** Source records follows **
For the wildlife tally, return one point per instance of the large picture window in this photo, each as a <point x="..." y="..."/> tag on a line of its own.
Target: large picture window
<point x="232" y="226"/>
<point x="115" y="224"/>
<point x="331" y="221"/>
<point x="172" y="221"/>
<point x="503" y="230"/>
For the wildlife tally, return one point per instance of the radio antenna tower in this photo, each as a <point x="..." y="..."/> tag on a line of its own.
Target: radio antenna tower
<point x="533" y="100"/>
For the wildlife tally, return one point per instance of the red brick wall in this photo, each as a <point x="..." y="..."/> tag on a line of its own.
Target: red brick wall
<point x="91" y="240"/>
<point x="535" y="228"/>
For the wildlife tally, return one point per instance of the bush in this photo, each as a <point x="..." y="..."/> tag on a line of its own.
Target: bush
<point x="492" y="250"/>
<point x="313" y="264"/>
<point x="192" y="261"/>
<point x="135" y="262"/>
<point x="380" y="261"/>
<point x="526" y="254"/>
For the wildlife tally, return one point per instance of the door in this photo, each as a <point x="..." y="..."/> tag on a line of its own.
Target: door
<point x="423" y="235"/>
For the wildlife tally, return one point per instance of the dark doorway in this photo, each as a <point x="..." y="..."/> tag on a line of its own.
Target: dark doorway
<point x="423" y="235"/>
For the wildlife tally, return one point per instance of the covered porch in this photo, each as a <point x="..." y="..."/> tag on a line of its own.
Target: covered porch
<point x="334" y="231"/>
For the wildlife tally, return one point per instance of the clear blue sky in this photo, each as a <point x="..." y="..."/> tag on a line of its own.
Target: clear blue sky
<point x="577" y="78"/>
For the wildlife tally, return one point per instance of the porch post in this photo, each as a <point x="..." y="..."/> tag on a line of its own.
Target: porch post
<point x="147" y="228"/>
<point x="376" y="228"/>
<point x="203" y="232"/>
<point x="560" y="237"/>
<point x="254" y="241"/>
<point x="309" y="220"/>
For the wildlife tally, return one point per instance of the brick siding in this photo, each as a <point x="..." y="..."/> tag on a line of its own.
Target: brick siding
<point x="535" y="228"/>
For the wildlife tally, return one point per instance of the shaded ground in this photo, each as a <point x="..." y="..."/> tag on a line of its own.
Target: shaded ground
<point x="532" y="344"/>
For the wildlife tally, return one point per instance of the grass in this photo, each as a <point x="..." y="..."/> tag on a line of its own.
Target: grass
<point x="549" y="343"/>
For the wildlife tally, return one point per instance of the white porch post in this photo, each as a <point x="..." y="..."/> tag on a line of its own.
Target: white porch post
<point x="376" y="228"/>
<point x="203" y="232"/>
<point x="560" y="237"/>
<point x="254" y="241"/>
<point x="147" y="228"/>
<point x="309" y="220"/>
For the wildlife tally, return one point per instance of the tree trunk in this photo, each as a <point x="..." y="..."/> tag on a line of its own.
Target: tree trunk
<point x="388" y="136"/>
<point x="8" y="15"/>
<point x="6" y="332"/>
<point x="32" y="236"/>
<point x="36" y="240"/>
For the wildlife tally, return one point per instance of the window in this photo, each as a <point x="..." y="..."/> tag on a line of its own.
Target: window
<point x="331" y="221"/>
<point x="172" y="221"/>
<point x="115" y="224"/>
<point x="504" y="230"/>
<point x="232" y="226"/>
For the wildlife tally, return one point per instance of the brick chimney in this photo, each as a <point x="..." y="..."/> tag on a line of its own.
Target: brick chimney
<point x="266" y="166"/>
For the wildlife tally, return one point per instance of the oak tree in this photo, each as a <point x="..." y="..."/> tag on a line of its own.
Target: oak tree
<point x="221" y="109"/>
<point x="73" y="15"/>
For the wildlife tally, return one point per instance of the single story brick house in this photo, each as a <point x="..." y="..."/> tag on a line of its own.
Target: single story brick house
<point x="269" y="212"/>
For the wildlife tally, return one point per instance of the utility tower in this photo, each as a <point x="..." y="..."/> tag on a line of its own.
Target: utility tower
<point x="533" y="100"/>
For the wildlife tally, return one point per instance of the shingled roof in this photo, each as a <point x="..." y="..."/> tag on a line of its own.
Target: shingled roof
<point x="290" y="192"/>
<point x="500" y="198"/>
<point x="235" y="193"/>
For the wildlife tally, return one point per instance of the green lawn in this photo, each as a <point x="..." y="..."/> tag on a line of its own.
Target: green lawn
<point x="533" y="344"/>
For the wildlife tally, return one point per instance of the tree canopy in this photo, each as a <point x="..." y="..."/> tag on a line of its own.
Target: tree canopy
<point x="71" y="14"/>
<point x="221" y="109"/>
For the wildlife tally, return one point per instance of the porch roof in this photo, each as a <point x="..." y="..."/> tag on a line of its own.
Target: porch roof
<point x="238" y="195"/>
** End of Source records **
▶ _Problem_: Would you retype exactly the lines above, from the line with "the red brick" to the line with "the porch post", with both end lines kept and nothing more?

▶ _Reply to the exercise_:
For the wildlife tally, return one point per instance of the red brick wall in this photo, each as a <point x="..." y="..."/> tag on a line of its own.
Target: red brick wall
<point x="91" y="240"/>
<point x="535" y="228"/>
For the wildlife tally, return one point per instance of the bush in this photo, each as a <point x="..." y="..."/> tag on a line of its own.
Target: bush
<point x="492" y="250"/>
<point x="313" y="264"/>
<point x="192" y="261"/>
<point x="135" y="262"/>
<point x="380" y="261"/>
<point x="526" y="254"/>
For the wildlife tally, return one point per instance of the door in this photo, each as a <point x="..." y="..."/> tag on a line of its own.
Target: door
<point x="423" y="235"/>
For the wildlife tally, return one point per instance of the dark doorway in this photo, each as a <point x="..." y="..."/> tag on a line of its own.
Target: dark doorway
<point x="423" y="235"/>
For the wildlife tally, return one point per instance of the covered porch in this photo, each as a <point x="..." y="..."/> tag on a line of its own.
Target: covered porch
<point x="334" y="231"/>
For the wildlife tally, return one point per instance of the clear blue sky in this photo, each as a <point x="..." y="..."/> tag on a line of its own.
Target: clear blue sky
<point x="577" y="78"/>
For the wildlife tally, return one point per instance of the porch post in this photo, each as a <point x="..." y="..."/> tag on a line of its own.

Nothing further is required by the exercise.